> Data lines
++++++

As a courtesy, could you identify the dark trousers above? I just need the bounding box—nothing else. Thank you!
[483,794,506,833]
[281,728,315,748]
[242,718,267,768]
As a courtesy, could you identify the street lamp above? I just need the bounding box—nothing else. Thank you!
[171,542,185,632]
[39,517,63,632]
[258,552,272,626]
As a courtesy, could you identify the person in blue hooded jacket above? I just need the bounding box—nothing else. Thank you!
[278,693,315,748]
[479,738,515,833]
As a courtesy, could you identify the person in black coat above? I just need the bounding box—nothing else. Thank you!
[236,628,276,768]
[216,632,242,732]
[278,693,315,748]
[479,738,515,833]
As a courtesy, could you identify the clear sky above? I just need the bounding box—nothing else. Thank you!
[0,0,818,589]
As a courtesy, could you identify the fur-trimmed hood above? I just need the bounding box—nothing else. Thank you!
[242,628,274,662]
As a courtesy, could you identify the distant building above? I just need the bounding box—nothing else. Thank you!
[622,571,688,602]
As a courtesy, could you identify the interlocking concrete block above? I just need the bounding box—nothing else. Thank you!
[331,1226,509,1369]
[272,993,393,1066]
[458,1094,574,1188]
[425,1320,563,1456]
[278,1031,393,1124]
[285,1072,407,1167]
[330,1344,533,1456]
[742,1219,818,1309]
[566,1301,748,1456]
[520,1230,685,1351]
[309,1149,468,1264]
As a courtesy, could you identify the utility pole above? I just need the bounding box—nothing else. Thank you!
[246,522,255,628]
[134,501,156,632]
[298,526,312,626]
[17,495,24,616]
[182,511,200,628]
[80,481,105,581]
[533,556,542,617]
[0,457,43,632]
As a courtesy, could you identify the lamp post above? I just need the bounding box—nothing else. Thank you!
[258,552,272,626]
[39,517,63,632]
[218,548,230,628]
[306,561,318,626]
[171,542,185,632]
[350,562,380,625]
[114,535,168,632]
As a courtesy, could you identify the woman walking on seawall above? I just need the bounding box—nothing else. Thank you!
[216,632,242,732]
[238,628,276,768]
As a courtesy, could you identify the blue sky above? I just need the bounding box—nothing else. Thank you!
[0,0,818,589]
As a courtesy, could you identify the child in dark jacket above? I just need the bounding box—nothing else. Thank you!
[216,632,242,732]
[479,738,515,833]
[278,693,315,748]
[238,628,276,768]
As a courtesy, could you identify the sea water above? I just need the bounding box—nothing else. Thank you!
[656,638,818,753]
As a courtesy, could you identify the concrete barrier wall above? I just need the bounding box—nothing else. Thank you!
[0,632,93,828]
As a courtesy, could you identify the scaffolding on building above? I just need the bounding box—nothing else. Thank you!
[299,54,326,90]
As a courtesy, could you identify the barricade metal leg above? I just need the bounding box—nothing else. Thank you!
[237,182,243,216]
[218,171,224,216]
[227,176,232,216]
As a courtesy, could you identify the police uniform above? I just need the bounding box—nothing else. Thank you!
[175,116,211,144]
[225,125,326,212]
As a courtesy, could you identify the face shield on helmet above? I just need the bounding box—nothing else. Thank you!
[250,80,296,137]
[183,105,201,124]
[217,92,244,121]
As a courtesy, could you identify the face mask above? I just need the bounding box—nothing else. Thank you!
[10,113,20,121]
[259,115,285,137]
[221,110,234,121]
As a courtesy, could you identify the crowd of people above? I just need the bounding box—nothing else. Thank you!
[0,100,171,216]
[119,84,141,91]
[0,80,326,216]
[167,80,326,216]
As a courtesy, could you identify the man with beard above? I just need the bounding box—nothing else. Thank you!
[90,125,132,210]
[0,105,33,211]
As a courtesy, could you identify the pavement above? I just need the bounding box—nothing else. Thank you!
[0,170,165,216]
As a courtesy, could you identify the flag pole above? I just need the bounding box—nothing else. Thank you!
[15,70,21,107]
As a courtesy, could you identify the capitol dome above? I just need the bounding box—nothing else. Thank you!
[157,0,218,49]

++++++

> Given task
Format every line of the items above as a JSON list of strings, with one string per line and no entries for blank lines.

> Exercise response
[
  "As a courtesy, could you identify the dark trousers above? I just need the bounding box—nothing else. Thank you!",
  "[483,794,506,833]",
  "[281,728,315,748]",
  "[242,718,267,768]",
  "As a courtesy, could you identify the street lamp above? I just need the bounding box—nothing else. Thank you!",
  "[171,542,185,632]",
  "[39,517,63,632]",
  "[258,552,272,626]",
  "As a courtesy, could you identify the person in blue hooded jacket above? I just need the bounding box—nothing else. Thank you!",
  "[278,693,315,748]",
  "[479,738,515,833]",
  "As a courtesy, could you identify the person in black coat above? I just need the bounding box—nothing else. Thank you!",
  "[236,628,276,768]",
  "[216,632,242,732]",
  "[278,693,315,748]",
  "[479,738,515,833]",
  "As a courtesy, could you identify the clear sky above? I just need the bounding box—nothing else. Thank you!",
  "[0,0,818,589]",
  "As a courtesy, could you identify the fur-trimmed hood above? I just need the bounding box—nothing else. Thank you!",
  "[242,628,274,662]",
  "As a courtesy, could you identify the distant building above? I just need the bounding box—nothing else. Thank you!",
  "[622,571,688,602]",
  "As a courtesy, could you identify the interlocking concrete block above? I just need the bounding box—nothing else. Thank you!",
  "[331,1226,509,1369]",
  "[272,993,393,1066]",
  "[458,1094,574,1188]",
  "[425,1320,563,1456]",
  "[278,1031,393,1124]",
  "[285,1072,407,1167]",
  "[330,1344,533,1456]",
  "[742,1219,818,1309]",
  "[566,1301,748,1456]",
  "[520,1230,685,1351]",
  "[309,1149,468,1264]",
  "As a courtesy, could you identify the utility pole above? I just need the bounding box—nothing else. Thank you!",
  "[246,522,255,628]",
  "[134,501,156,632]",
  "[298,526,312,626]",
  "[17,495,24,616]",
  "[182,511,200,628]",
  "[80,481,105,581]",
  "[533,556,542,617]",
  "[0,457,43,632]",
  "As a courtesy, could you identify the lamp post above? I just need the bounding box—nothing else. Thank you!",
  "[258,552,272,626]",
  "[39,517,63,632]",
  "[218,548,230,628]",
  "[306,561,318,626]",
  "[171,542,185,632]",
  "[350,562,380,625]",
  "[114,535,168,632]",
  "As a courtesy, could you identify the woman walking on seawall above? I just need the bounding box—nothing else. Thank you!",
  "[216,632,242,732]",
  "[238,628,276,768]",
  "As a courtesy, could you identify the blue sky above? I just need the bounding box—nothing else. Thank you!",
  "[0,0,818,589]",
  "As a courtesy, could you identify the child in dark jacket above? I just need the bounding box—nothing else. Thank you!",
  "[216,632,242,732]",
  "[479,738,515,833]",
  "[278,693,315,748]",
  "[238,628,276,768]",
  "As a courtesy, could you identify the sea water above? I just need the bounding box—nothing else. Thank you!",
  "[656,638,818,753]",
  "As a courtesy, could you identify the concrete barrier wall above? I just need the bounding box—nothing else. Thank you!",
  "[0,632,93,828]",
  "As a courtesy, could you identify the scaffolding on building above? I just need the bounding box—nothing else. Thank you!",
  "[299,54,326,90]",
  "As a courtesy, could you identify the barricade metal leg above? I just need the bounding box—nothing else. Thank you!",
  "[237,182,243,216]",
  "[218,171,224,216]",
  "[227,176,232,216]",
  "As a courtesy, could you identify the police uniform above? I just need the bounding box—nothing else. Thank you!",
  "[175,116,211,144]",
  "[225,125,326,212]",
  "As a courtesy, could you identify the face shield on helmet above? I just need the bounding box—nothing else. Thank you!",
  "[250,80,296,137]",
  "[183,105,201,124]",
  "[217,92,244,121]",
  "As a courtesy, could you identify the face mask above? I just need the bounding box—nothing else. Thank you!",
  "[10,113,20,121]",
  "[259,115,285,137]",
  "[221,110,234,121]",
  "As a courtesy, could you identify the crowd of people above? I just need the bounding box—nothing else. Thank you!",
  "[0,100,171,216]",
  "[119,84,141,91]",
  "[0,80,326,216]",
  "[167,80,326,216]",
  "As a courtesy, could you identify the man with beard above? I just need the bounding box—nothing else. Thank you!",
  "[90,125,132,210]",
  "[0,105,33,211]",
  "As a courtesy, could you identify the pavement above? I just need the bounding box—nothing else. Thank you!",
  "[0,170,165,216]",
  "As a courtesy, could you identify the flag pole above? I just need the bounding box—nothing else. Thank you!",
  "[15,70,21,107]",
  "As a courtesy, could you identify the capitol dome above? I just need the bounding box—nothing else. Thank you!",
  "[157,0,218,49]"
]